* [Tasks to carry out]:
A. Copy a passage from the article on the NTT Docomo e-money thefts word for word. Begin with the words "Here’s a closer" and stop after the words "families and friends.".
B. How many lines of the records contain the string "head"? Reply with the number only.

But it came as no surprise to cybersecurity experts who have long cautioned about such cyberspace scams, knowing hackers’ ploys are expected to get more and more sophisticated by the day.

Last week, online broker SBI Securities Co. announced that nearly ¥99 million had been stolen after six of its customers’ accounts were improperly breached.

Japan Post Bank Co. also said Thursday about ¥60 million had been stolen from its customers’ accounts due to unauthorized money transfers to NTT Docomo accounts and six other e-money services, including PayPay, Line Pay and prepaid debit card mijica.

What is surprising in the NTT Docomo case, however, is that unlike previous similar scams such as those involving Seven Pay Co., most of the victims weren’t even aware that they had NTT Docomo accounts under their names, causing the incident to catch them off guard.

Here’s a closer look at what the NTT Docomo accounts are, the security holes targeted by the cybercriminals and how users can be better prepared.

A bank passbook shows withdrawals totaling ¥110,000 in late August via two unauthorized money transfers to a Docomo account, according to the account holder who provided the photo. | KYODO
A bank passbook shows withdrawals totaling ¥110,000 in late August via two unauthorized money transfers to a Docomo account, according to the account holder who provided the photo. | KYODO

How does the NTT Docomo e-money service work?

The service allows smartphone users to deposit money from their bank accounts or via payment at a convenience store into their NTT Docomo account, then use the credits to buy goods at stores and wire money transfers to families and friends.

What are the tactics employed in the latest attack?

Hackers likely obtained the victims’ login information for online banking accounts via phishing or other means, opened the NTT Docomo accounts by pretending to be the victims themselves and then stole money by remitting funds from the victims’ bank accounts to the NTT Docomo accounts.

Some of those targeted have never been NTT Docomo users, which was why they were caught off guard and only realized that money had been withdrawn from their bank accounts and paid into the NTT Docomo accounts when they checked their balance.

NTT Docomo partnered with 35 banks, but it is believed that the criminal groups targeted mostly regional banks and Japan Post Bank, which do not require such strong authentication and allowed customers to log in and transfer funds using three basic items of information — the customer’s account number, password and bank card PIN code.

Banks such as Sumitomo Mitsui Banking Corp. that require strong authentication, such as two-factor authentication and a one-time password sent to the user’s mobile phone via SMS, were not targeted in the latest scams and reported no damages.

NTT Docomo Inc. Senior Executive Vice President Seiji Maruyama apologizes to people whose bank deposits were stolen using its e-money service, at a news conference at the company's headquarters in Tokyo on Sept. 10. | KYODO
NTT Docomo Inc. Senior Executive Vice President Seiji Maruyama apologizes to people whose bank deposits were stolen using its e-money service, at a news conference at the company’s headquarters in Tokyo on Sept. 10. | KYODO

But one aspect of the service that made it vulnerable to the scam was that anyone — even people who are not NTT Docomo users — is able to create an account if they register an email address.

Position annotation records
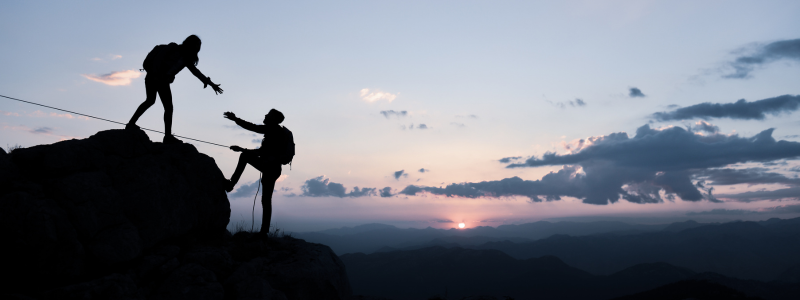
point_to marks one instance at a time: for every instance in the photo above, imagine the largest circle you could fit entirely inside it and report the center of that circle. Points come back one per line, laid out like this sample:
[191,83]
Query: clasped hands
[232,116]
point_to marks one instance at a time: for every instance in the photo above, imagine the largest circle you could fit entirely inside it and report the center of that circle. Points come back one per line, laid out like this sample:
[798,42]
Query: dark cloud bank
[641,169]
[744,65]
[743,110]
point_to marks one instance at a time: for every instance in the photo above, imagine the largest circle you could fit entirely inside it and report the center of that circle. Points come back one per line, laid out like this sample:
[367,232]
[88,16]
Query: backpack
[287,154]
[155,59]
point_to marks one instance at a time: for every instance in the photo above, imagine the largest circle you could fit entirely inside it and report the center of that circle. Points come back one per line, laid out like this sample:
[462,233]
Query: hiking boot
[171,139]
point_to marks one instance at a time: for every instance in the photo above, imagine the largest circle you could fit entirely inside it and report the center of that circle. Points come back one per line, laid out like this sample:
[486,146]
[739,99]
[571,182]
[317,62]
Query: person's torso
[273,141]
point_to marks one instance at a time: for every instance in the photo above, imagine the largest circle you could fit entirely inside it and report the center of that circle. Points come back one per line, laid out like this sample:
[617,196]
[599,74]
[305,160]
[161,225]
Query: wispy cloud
[763,54]
[323,187]
[635,93]
[742,110]
[389,113]
[376,95]
[46,131]
[115,78]
[110,57]
[401,173]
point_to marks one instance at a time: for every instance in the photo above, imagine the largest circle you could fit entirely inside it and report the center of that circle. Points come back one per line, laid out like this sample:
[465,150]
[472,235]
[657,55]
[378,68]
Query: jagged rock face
[77,207]
[116,216]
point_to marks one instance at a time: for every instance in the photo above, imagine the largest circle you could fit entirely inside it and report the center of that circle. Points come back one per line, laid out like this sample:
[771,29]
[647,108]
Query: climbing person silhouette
[162,64]
[277,148]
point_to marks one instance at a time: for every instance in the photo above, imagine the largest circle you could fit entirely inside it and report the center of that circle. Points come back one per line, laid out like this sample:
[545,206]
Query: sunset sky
[440,112]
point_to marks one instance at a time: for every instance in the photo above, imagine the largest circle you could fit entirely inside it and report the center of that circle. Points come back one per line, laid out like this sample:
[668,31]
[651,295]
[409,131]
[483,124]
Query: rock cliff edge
[117,216]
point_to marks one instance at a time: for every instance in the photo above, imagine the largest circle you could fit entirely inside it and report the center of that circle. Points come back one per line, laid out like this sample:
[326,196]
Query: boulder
[79,207]
[116,216]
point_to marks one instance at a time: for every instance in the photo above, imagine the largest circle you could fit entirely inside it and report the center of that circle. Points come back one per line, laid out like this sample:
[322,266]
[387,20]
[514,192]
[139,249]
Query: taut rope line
[107,120]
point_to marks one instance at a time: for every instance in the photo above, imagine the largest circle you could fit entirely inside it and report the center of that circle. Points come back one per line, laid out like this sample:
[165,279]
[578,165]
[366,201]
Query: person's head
[273,117]
[190,47]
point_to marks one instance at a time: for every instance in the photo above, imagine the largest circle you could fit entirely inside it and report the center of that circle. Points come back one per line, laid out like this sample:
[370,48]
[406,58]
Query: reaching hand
[216,88]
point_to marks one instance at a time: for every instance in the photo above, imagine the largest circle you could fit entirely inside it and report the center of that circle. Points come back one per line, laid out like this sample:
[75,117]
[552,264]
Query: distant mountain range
[593,260]
[459,272]
[370,238]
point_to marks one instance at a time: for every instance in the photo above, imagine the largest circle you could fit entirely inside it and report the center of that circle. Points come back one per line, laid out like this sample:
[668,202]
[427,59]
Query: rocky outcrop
[116,216]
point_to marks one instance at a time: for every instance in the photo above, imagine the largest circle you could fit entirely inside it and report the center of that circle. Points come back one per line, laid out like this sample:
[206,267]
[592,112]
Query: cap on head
[275,115]
[193,42]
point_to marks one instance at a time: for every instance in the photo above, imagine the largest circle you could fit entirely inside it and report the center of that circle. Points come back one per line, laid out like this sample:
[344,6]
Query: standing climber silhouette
[277,148]
[162,64]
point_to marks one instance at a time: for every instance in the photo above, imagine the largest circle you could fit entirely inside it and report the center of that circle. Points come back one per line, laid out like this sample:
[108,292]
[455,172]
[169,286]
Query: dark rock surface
[116,216]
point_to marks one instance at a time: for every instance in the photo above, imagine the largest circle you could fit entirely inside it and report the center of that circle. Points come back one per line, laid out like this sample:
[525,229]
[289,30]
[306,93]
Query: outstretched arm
[206,80]
[244,124]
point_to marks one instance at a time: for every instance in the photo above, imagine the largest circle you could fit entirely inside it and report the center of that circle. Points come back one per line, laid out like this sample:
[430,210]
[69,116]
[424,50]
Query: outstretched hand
[216,88]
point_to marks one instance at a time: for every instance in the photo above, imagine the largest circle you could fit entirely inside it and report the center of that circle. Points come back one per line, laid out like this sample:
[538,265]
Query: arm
[240,149]
[206,80]
[244,124]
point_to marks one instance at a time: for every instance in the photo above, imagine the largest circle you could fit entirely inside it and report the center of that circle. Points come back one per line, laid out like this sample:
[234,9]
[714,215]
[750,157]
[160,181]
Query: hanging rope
[254,203]
[107,120]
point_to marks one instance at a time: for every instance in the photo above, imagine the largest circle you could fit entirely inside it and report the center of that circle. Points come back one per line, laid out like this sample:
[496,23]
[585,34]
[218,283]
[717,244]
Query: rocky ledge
[117,216]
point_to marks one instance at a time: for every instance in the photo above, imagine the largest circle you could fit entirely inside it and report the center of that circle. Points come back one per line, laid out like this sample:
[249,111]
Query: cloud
[246,190]
[400,173]
[506,160]
[386,192]
[635,92]
[787,193]
[47,131]
[573,103]
[705,127]
[42,130]
[368,96]
[115,78]
[743,110]
[111,57]
[764,54]
[638,169]
[411,126]
[783,209]
[551,187]
[323,187]
[389,113]
[750,176]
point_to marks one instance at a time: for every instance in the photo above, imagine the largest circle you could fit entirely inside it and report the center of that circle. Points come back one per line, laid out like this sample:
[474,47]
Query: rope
[107,120]
[254,204]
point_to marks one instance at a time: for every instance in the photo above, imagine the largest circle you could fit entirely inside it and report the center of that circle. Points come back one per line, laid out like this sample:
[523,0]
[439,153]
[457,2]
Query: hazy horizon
[419,114]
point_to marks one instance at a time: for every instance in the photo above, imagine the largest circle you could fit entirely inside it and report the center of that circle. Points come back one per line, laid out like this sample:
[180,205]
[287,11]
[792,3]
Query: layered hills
[117,216]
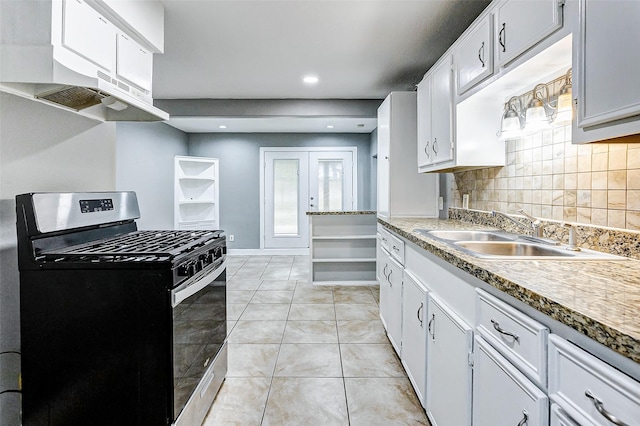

* [Worked solutions]:
A.
Here’s a closer look at what the NTT Docomo accounts are, the security holes targeted by the cybercriminals and how users can be better prepared.

A bank passbook shows withdrawals totaling ¥110,000 in late August via two unauthorized money transfers to a Docomo account, according to the account holder who provided the photo. | KYODO
A bank passbook shows withdrawals totaling ¥110,000 in late August via two unauthorized money transfers to a Docomo account, according to the account holder who provided the photo. | KYODO

How does the NTT Docomo e-money service work?

The service allows smartphone users to deposit money from their bank accounts or via payment at a convenience store into their NTT Docomo account, then use the credits to buy goods at stores and wire money transfers to families and friends.

B. 2